Natural-language object grounding data

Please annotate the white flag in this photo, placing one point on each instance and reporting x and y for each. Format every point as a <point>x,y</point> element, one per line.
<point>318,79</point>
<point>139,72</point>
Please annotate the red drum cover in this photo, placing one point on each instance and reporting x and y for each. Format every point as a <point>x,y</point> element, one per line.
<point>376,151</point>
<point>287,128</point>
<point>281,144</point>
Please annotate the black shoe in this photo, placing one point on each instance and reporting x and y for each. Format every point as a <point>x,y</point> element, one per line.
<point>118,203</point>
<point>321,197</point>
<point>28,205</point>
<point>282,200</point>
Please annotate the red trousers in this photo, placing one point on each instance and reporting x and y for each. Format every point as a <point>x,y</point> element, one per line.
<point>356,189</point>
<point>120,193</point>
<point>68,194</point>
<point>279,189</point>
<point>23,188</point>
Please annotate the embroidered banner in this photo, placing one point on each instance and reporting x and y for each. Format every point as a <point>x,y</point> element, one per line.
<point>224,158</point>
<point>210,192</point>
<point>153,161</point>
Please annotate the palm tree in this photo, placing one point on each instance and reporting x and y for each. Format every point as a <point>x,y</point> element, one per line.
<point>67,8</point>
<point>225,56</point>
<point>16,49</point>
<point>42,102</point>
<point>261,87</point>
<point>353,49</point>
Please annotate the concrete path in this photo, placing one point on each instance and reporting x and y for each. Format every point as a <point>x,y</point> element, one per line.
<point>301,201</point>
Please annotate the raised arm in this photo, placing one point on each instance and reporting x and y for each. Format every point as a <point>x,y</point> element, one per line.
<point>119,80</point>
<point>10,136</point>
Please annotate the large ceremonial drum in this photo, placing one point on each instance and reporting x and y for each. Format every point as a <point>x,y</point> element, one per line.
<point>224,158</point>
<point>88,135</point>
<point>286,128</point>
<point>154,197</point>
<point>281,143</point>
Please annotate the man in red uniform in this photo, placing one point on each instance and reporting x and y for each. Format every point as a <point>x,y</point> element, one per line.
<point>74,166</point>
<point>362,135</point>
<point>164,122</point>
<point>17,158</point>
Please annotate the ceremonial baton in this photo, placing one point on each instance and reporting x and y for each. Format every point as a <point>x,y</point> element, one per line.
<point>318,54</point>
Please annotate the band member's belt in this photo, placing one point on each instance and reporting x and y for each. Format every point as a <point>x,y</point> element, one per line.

## DIRECTIONS
Output each entry once again, exactly as shown above.

## EXPECTED ANSWER
Please annotate the white flag in this photo, placing one point on each instance and reporting x and y for each. Format every point as a <point>x,y</point> element, one per line.
<point>318,79</point>
<point>139,72</point>
Please annotate the red drum cover in this photo, placing one point on each instance and reporting x and y for each. Format every point as a <point>x,y</point> element, one per line.
<point>376,151</point>
<point>287,128</point>
<point>281,144</point>
Please annotate the black shoe in this photo, placing one point on each instance and reporting x and y for each. Format every point as a <point>x,y</point> element, one per line.
<point>118,203</point>
<point>321,197</point>
<point>28,205</point>
<point>282,200</point>
Please annotate the red trousers in this photo, placing one point on each instance and reporting x and y for each. Format every point as a <point>x,y</point> element, one per line.
<point>356,189</point>
<point>120,193</point>
<point>68,194</point>
<point>279,189</point>
<point>23,188</point>
Please annotate the embroidered banner in this photo, placing one point on each instance and reporting x and y for each. Format every point as a <point>x,y</point> element, one per line.
<point>224,158</point>
<point>210,192</point>
<point>153,161</point>
Please annotate the palm tree in this photo, placing one point on each instance and reporting x and y for each. Format every point as a <point>x,y</point> element, one per line.
<point>67,8</point>
<point>225,56</point>
<point>16,49</point>
<point>42,102</point>
<point>261,87</point>
<point>353,49</point>
Please annotate the concrete path in this photo, placing one point on each instance and reporting x and y for each. Format every point as a <point>x,y</point> element, one per line.
<point>301,201</point>
Please annotate the raised arm in this photo, placing one point on each instance and reporting x and y for each. Format every point as a <point>x,y</point> element, one per line.
<point>119,80</point>
<point>10,136</point>
Please annotate the large ceremonial drum in this photo, placing one point on each instance and reporting x and y for each. Format every point as a <point>x,y</point> element, one per line.
<point>224,158</point>
<point>88,135</point>
<point>286,128</point>
<point>154,197</point>
<point>281,143</point>
Please annotate the man in red uniform in this photo, placing one point on each instance and reporting x and y for each. Format every point as a <point>x,y</point> element, one per line.
<point>74,166</point>
<point>362,135</point>
<point>164,122</point>
<point>17,158</point>
Please annotate the ceremonial baton in this photo, placing one point on each instance and reporting x and y for each. Format every point as a <point>x,y</point> element, one per line.
<point>318,54</point>
Please annotate the band member's belt in this photo, placing one point on each instance and reporting x and y for each. Format every point as a <point>x,y</point> element, one per line.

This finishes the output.